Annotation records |
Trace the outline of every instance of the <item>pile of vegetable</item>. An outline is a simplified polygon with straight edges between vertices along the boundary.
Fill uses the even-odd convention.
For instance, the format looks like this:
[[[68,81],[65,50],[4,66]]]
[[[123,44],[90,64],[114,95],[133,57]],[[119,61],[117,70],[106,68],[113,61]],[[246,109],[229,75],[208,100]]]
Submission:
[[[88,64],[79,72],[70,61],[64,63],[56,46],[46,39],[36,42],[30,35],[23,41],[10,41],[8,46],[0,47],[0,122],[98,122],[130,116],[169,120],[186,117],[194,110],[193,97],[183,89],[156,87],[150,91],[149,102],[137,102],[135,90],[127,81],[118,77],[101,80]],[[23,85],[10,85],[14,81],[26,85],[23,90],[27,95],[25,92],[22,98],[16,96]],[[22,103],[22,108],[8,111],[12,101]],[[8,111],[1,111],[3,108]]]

SET PROBLEM | Reproduce every item above, swapping "vertices" for "corner points" and leaving everything else untouched.

TASK SOLUTION |
Trace the outline of every instance of the <item>pile of vegetable</item>. An outline is a simplified polygon with straight edges between corner points along the boundary.
Fill uses the even-odd convention.
For instance, the format looks like this:
[[[68,81],[65,50],[4,66]]]
[[[123,44],[90,64],[114,95],[133,57]],[[119,61],[117,70],[106,68],[113,61]],[[246,109],[229,75],[208,100]]]
Submission:
[[[88,64],[79,72],[70,61],[64,63],[56,46],[46,39],[36,42],[30,35],[23,41],[10,41],[8,46],[0,47],[0,122],[98,122],[130,116],[169,120],[186,117],[194,110],[193,97],[183,89],[156,87],[150,91],[149,102],[137,102],[135,90],[127,81],[118,77],[101,80]],[[23,85],[10,85],[14,81],[26,85],[23,90],[27,95],[25,92],[22,98],[16,96]],[[22,103],[22,108],[8,111],[12,101]],[[8,111],[1,111],[3,108]]]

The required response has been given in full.